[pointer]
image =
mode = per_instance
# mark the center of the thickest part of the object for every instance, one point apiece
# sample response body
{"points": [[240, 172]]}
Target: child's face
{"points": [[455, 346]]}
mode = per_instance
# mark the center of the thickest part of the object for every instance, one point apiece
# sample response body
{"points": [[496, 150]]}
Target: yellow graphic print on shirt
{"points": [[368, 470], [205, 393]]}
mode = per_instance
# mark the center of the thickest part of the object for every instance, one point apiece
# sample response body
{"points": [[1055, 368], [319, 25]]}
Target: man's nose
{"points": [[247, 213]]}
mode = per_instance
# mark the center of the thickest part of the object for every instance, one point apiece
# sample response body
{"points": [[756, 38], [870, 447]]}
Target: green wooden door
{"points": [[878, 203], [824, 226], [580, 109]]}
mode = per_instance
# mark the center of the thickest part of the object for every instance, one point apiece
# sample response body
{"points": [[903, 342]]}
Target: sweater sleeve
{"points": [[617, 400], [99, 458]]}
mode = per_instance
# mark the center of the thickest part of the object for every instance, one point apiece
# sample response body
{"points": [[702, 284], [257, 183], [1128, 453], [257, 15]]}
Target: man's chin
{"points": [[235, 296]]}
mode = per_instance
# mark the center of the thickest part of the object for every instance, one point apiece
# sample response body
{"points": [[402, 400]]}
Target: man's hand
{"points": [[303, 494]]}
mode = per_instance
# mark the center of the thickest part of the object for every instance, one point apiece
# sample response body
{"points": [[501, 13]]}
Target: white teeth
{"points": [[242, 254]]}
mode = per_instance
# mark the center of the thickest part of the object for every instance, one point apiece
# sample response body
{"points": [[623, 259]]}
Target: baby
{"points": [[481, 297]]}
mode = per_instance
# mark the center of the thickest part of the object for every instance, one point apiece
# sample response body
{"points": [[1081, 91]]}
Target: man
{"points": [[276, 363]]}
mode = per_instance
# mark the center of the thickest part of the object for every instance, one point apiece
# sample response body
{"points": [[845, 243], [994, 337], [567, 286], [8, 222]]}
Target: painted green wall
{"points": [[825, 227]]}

■ TASK DIRECTIONS
Write out every line exactly as it stands.

■ TASK SOLUTION
[pointer]
image =
mode = per_instance
# mark the center of the thickest part of the object for every instance, one point apiece
# sample response body
{"points": [[240, 172]]}
Target: child's face
{"points": [[455, 346]]}
mode = per_instance
# mark the center of the thickest part of the object for every instance, one point apiece
# sample response body
{"points": [[496, 150]]}
Target: yellow graphic print on shirt
{"points": [[368, 470], [205, 393]]}
mode = per_instance
# mark the center of the thickest part of the object for every instance, one point apiece
# sample response body
{"points": [[1055, 368], [319, 25]]}
Target: man's nose
{"points": [[247, 213]]}
mode = per_instance
# mark the center of the thickest part of the object for every instance, one point apiece
# sample response body
{"points": [[756, 38], [870, 447]]}
Target: green wooden door
{"points": [[878, 203], [824, 226], [580, 109]]}
mode = per_instance
# mark the center of the thickest part of the object for every instance, one point apiece
# sample response body
{"points": [[903, 342]]}
Target: sweater sleeve
{"points": [[617, 400], [99, 458]]}
mode = per_instance
# mark the center of the thickest part of the object for every instance, one point apiece
# sample response body
{"points": [[702, 284], [257, 183], [1128, 453], [257, 15]]}
Target: man's chin
{"points": [[235, 296]]}
mode = per_instance
# mark the center of the thickest part of the object for every instance, one point apiece
# sample response body
{"points": [[402, 400]]}
Target: man's hand
{"points": [[303, 494]]}
mode = per_instance
# mark the center of the thickest part of the object for every instance, one point apiece
# sample response body
{"points": [[501, 13]]}
Target: white teeth
{"points": [[242, 254]]}
mode = per_instance
# mark the center of the thickest part of the object for every instance, one point apiece
# sample response body
{"points": [[623, 259]]}
Target: baby
{"points": [[481, 297]]}
mode = per_instance
# mark the center of the thickest part of the object for every instance, one point apiece
# sample response body
{"points": [[1081, 91]]}
Target: man
{"points": [[276, 363]]}
mode = per_instance
# mark the center of the thickest part of the object for every instance, one point apiece
# sample response body
{"points": [[845, 243], [994, 337], [567, 286], [8, 222]]}
Target: painted green wall
{"points": [[825, 227]]}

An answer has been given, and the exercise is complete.